Consegne dell'esercizio
1. Trascriva fedelmente dal testo su Il Maestro e Margherita il brano che comincia con le parole "Come ho detto, è" e termina con le parole "del suo autore.".
2. Secondo il testo su Il Maestro e Margherita, di quante pagine circa è stato reintegrato il romanzo nell'edizione Einaudi?
3. Elenchi i tratti che, secondo il testo su Il Maestro e Margherita, rendono la storia tipicamente russa dentro le pagine del libro.

Testo fornito
☆ ☆ ☆ ☆ ☆ ☆ ☆
Anche questa, come quelle che segnavano le tappe del nostro viaggio letterario di agosto, è una storia tipicamente russa. Lo è dentro le pagine del libro, in cui spiccano inconfondibili la profondità di pensiero, la tragicità, resa sempre leggera dall’ironia, e le immancabili sfilze di nomi e patronimici. Lo è fuori dalle pagine, perché non c’è opera russa del Novecento che non abbia dovuto fare i conti con il regime e con la censura.

Come ho detto, è una storia magica, in cui cose e persone compaiono, scompaiono e riappaiono. 

«I manoscritti non bruciano»: Bulgakov rinasce dalle sue ceneri

In prima edizione mondiale esclusiva, ecco finalmente il testo completo e definitivo del romanzo. L’edizione apparsa su Moskva ha infatti subìto, come si è poi saputo, alcune riduzioni. Il Maestro e Margherita appare qui reintegrato da una settantina di pagine, in modo da corrispondere pienamente alla volontà del suo autore.

M. Bulgakov, Il Maestro e Margherita, Einaudi, Torino, 1967.

La prima edizione integrale di Il Maestro e Margherita, pubblicata da Einaudi nel 1967 e di cui ho la fortuna di possedere una copia, è dunque italiana, non sovietica. Questa edizione risale a quasi quarant’anni dalla stesura del primo manoscritto e a più di vent’anni dalla morte dell’autore.
☆ ☆ ☆ ☆ ☆ ☆ ☆
Dati forniti
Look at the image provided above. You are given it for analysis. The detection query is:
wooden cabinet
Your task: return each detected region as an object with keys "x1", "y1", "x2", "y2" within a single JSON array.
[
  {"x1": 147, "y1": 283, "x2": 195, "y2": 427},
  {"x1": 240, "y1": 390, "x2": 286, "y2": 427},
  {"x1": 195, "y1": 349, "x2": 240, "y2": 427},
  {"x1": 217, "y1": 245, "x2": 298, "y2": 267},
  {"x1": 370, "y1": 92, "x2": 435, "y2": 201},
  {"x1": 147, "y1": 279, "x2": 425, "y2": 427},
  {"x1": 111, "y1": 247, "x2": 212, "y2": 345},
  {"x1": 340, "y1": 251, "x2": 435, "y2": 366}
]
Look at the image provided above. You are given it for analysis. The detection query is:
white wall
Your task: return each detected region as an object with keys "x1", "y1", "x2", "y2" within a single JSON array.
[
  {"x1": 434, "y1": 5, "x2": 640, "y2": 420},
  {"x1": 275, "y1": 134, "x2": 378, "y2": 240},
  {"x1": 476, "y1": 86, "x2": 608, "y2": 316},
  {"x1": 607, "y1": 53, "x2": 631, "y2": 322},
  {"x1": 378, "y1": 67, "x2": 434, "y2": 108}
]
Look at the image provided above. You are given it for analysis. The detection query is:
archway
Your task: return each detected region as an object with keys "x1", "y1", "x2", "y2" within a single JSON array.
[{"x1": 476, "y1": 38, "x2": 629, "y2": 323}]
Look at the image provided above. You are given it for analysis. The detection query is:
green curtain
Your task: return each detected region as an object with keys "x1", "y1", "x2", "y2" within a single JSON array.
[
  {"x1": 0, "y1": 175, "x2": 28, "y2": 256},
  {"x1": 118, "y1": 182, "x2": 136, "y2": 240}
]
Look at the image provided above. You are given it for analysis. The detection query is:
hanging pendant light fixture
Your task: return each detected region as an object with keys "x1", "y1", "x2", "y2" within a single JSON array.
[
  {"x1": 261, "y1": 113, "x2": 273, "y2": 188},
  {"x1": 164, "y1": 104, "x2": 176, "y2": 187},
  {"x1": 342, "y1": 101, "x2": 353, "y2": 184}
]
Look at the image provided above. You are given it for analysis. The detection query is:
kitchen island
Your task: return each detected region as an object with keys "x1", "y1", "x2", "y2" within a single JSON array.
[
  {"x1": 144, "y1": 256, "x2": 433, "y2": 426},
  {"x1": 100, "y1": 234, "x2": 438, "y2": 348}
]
☆ ☆ ☆ ☆ ☆ ☆ ☆
Soluzioni dell'esercizio
1.
Come ho detto, è una storia magica, in cui cose e persone compaiono, scompaiono e riappaiono. 

«I manoscritti non bruciano»: Bulgakov rinasce dalle sue ceneri

In prima edizione mondiale esclusiva, ecco finalmente il testo completo e definitivo del romanzo. L’edizione apparsa su Moskva ha infatti subìto, come si è poi saputo, alcune riduzioni. Il Maestro e Margherita appare qui reintegrato da una settantina di pagine, in modo da corrispondere pienamente alla volontà del suo autore.

2. Di una settantina di pagine.

3.
- La profondità di pensiero
- La tragicità, resa sempre leggera dall'ironia
- Le immancabili sfilze di nomi e patronimici